Work instructions |
1) Answer these questions from the post on ETL plugins for Data Vault:
(a) What open source ETL tool was chosen for the project?
(b) Where has the "DV-loaders" project been moved?
(c) Which Data Vault objects do the custom Transformation steps load?
2) Translate this sentence from the post on ETL plugins for Data Vault into Spanish: "I know for a fact that some level of caching is necessary for the plugin to work in a realistic data warehousing environment."

Sunday, March 02, 2014

ETL plugins for Data Vault

I recently finished a project whose goal was to provide an easy way to load data into a Database modelled using the Data Vault approaches.    At the time, I had chosen an open source ETL tools coming called PDI from Pentaho's suites.

Unfortunately, due to some issues there was a shift of strategy and this tool would no longer be needed.  In the sake of sharing code, I decided to upload this work to Git-Hub, so anyone willing to use/share/improve could do it freely.  Please note, that the code works as specified however a lot more realistic performance test and improvement is expected.  I know for a fact that some level of caching is necessary for the plugin to work in a realistic data warehousing environment.  Anyone feeling up to it, feel free to fork it!

Update note:
The whole project called "DV-loaders" with code source is now moved to github ( https://github.com/mart2010/pdi-datavault-plugin ).


The rest of this post gives more detail on the tools.


DV-loaders provide custom Transformation steps for loading Data Vault compliant objects: Hub, Link and Satellite. These are developed using plugin extension capability offered by Pentaho Data Integration tool (PDI, aka Kettle).

Listing |
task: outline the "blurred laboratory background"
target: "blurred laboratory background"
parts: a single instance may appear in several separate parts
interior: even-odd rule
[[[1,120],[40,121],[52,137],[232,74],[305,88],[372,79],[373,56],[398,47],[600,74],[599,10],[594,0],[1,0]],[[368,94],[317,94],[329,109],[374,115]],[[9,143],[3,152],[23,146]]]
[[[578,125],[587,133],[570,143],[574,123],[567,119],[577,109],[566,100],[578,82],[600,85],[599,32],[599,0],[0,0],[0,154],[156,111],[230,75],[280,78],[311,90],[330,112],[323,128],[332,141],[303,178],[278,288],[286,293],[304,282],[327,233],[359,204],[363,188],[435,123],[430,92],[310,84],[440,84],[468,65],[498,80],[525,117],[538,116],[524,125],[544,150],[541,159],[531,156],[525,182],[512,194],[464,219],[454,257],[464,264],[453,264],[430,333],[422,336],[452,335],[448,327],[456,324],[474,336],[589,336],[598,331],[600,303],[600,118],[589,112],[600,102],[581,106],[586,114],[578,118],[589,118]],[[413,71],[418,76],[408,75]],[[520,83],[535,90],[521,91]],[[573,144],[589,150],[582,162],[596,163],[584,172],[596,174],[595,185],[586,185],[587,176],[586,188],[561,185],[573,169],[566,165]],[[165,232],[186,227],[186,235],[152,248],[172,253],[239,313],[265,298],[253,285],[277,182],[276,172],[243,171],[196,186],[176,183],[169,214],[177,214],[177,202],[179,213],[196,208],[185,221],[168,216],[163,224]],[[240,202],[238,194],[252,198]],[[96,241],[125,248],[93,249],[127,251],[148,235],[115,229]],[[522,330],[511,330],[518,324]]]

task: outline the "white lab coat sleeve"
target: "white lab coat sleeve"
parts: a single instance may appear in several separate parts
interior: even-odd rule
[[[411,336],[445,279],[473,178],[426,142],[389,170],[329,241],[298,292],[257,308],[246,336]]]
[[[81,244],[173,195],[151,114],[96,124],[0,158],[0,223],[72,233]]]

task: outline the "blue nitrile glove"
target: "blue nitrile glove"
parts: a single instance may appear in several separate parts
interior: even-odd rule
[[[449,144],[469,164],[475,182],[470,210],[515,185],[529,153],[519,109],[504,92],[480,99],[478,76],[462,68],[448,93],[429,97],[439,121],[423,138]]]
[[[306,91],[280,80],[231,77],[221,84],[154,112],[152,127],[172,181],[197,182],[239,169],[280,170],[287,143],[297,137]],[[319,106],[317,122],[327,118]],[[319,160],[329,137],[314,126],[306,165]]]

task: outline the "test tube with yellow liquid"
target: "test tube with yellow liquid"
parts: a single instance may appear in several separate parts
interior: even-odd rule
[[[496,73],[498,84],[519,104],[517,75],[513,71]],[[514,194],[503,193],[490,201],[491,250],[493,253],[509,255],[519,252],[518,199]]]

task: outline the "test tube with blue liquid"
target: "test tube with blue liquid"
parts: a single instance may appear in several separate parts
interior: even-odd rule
---
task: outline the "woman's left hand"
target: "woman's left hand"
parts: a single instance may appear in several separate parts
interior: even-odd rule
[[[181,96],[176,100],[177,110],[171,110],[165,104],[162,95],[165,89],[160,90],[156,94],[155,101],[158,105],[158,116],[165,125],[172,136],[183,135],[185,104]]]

Results of the tasks |
1)
(a) PDI, from Pentaho's suites.
(b) To GitHub, at https://github.com/mart2010/pdi-datavault-plugin.
(c) Hub, Link and Satellite.

2) Sé con certeza que cierto nivel de almacenamiento en caché es necesario para que el plugin funcione en un entorno realista de almacén de datos.